Page extract
- - -

In the purrr package, the map() function defaults to returning the result as a list. However, you can use other variants of the mapping function, like map_dbl() for a double vector, map_int() for an integer vector, or map_chr() for a character vector, to specify a different output data structure. These variants allow you to tailor the output format based on your specific requirements.

## apply `mean()` to all elements of `exams.list` 
## and return the output as data frame
map_df(exams.list, mean)
## apply `mean()` to all elements of `exams.list`
## and return the output as a double/numeric vector
map_dbl(exams.list, mean)
  class1   class2   class3   class4   class5 
57.23333 43.86667 51.16667 51.86667 47.76667 

In R, the apply() function, along with its variants like lapply() and sapply(), is a native R function used for applying a function to a specific data structure. These native R functions are very similar to map() in purrr library.

Here’s a brief comparison between apply() and map() from the purrr library:

  • apply(): It is primarily used with matrices or multidimensional arrays. It applies a function to either rows or columns of the matrix or array, aggregating the results. It is efficient for handling structured data and performing calculations across dimensions.

  • lapply(): It applies a function to each element of a list or vector and returns a list of results. It is commonly used for iterative operations on lists and allows you to process each element individually.

- - -

Given request 1
List every line of the entries that contains the string "entrance", treating uppercase and lowercase as different.

- - -

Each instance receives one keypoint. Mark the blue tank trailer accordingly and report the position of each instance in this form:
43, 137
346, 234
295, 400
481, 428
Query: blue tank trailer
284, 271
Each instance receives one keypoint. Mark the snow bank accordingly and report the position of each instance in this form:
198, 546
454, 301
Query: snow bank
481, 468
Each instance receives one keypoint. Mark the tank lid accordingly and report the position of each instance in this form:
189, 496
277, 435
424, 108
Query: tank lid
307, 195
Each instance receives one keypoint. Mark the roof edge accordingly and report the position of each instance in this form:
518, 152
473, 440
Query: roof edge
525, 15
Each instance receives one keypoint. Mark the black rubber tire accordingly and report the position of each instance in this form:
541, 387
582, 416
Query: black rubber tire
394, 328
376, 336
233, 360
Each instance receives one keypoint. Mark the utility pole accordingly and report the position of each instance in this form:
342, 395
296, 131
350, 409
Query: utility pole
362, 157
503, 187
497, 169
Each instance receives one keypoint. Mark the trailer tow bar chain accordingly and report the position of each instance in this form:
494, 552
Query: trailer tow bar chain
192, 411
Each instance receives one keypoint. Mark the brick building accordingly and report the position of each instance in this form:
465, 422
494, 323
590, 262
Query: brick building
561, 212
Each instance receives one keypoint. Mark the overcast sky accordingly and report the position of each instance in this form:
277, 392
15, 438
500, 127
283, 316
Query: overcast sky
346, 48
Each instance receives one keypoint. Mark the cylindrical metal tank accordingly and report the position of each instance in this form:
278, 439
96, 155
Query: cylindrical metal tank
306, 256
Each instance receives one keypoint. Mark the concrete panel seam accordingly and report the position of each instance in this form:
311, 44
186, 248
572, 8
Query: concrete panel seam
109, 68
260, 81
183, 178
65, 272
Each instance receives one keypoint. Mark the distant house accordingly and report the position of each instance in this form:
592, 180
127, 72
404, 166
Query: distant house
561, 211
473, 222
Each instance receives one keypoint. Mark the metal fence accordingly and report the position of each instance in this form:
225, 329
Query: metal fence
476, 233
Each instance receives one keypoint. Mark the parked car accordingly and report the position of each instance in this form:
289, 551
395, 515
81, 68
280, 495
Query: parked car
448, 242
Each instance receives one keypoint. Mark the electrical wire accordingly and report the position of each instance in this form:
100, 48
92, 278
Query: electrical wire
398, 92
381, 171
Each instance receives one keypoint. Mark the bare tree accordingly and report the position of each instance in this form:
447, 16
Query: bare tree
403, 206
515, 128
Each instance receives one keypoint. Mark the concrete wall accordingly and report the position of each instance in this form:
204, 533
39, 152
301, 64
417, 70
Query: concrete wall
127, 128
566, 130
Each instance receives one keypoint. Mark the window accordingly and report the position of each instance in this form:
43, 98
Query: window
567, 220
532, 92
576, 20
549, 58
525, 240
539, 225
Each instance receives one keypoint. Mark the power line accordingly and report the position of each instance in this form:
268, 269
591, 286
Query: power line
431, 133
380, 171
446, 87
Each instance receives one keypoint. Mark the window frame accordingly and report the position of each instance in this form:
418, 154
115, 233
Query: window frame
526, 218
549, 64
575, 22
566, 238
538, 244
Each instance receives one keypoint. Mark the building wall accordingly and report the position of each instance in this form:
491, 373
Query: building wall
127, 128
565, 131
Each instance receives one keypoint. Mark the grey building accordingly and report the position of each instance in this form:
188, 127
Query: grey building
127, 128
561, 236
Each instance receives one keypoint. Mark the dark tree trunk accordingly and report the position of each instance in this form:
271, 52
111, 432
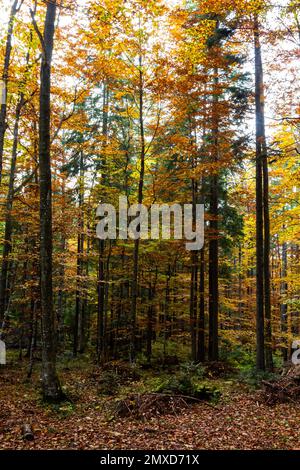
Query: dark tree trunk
134, 288
78, 321
283, 305
51, 386
259, 105
8, 48
101, 264
201, 317
213, 344
8, 215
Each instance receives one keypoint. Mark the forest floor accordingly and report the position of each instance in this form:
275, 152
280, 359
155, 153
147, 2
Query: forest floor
240, 420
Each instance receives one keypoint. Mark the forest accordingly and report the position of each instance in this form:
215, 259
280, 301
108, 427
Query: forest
110, 341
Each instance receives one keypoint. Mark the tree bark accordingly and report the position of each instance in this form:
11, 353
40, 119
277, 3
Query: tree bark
259, 104
213, 344
7, 55
50, 382
134, 288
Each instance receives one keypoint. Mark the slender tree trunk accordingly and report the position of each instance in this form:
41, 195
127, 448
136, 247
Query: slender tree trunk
80, 248
260, 132
7, 55
194, 284
283, 305
50, 382
213, 344
101, 264
134, 289
201, 317
4, 295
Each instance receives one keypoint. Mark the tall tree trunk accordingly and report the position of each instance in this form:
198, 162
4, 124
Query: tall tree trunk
4, 296
213, 345
201, 317
134, 289
80, 248
194, 283
260, 132
7, 55
101, 264
50, 382
283, 305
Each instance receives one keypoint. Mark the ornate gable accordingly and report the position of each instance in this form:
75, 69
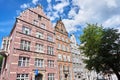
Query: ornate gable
60, 27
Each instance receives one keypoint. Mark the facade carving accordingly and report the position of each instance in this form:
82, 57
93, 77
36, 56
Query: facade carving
79, 70
63, 52
31, 52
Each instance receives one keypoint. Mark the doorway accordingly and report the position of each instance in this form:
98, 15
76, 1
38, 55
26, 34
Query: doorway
39, 77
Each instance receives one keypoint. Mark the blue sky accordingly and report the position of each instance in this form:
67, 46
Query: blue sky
75, 13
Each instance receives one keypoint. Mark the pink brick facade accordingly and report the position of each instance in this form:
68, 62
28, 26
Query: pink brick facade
31, 18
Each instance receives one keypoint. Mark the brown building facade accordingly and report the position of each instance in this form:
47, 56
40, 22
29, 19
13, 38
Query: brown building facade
63, 52
31, 54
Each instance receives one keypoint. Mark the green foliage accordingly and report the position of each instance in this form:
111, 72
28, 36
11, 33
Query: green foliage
101, 47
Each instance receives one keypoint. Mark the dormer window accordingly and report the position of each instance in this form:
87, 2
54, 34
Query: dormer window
35, 22
39, 17
43, 26
26, 30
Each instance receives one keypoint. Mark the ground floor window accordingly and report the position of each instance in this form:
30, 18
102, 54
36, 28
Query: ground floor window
22, 77
51, 76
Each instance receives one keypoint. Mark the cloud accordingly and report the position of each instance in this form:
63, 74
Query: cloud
80, 12
113, 21
48, 1
25, 5
35, 1
103, 12
60, 6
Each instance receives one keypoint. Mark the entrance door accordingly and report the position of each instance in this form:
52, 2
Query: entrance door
39, 77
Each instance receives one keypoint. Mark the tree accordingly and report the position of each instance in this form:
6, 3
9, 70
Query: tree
102, 47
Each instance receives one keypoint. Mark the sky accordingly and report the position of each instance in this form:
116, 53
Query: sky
74, 13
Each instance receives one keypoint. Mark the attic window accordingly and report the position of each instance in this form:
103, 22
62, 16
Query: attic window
39, 17
62, 30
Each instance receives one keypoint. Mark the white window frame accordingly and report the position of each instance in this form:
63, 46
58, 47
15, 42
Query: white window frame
50, 38
22, 77
43, 26
51, 76
25, 45
39, 48
50, 50
59, 57
26, 30
23, 61
40, 35
39, 62
51, 63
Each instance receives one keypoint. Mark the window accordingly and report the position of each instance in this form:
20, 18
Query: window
50, 63
51, 76
25, 45
22, 77
39, 48
63, 47
68, 57
59, 46
67, 40
43, 26
35, 22
64, 57
26, 30
23, 61
39, 35
68, 49
50, 50
50, 38
58, 37
39, 62
62, 39
39, 17
59, 57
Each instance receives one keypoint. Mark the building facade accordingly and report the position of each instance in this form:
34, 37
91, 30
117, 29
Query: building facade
79, 70
64, 60
75, 58
31, 52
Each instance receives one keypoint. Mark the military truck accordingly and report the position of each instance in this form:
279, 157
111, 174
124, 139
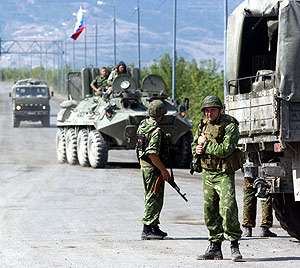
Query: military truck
89, 126
30, 102
263, 93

- - -

Given request 2
Using the purrr mapping text, answer these questions:
(a) What does map() return by default?
(b) Which variant of the mapping function returns an integer vector?
(c) What data structures is apply() primarily used with?

Exercise solution 1
Each instance receives one keypoint. Mark the entrance door accordingly and report the position of each instance in this form:
Query: entrance door

Exercise solution 2
(a) A list.
(b) map_int().
(c) Matrices or multidimensional arrays.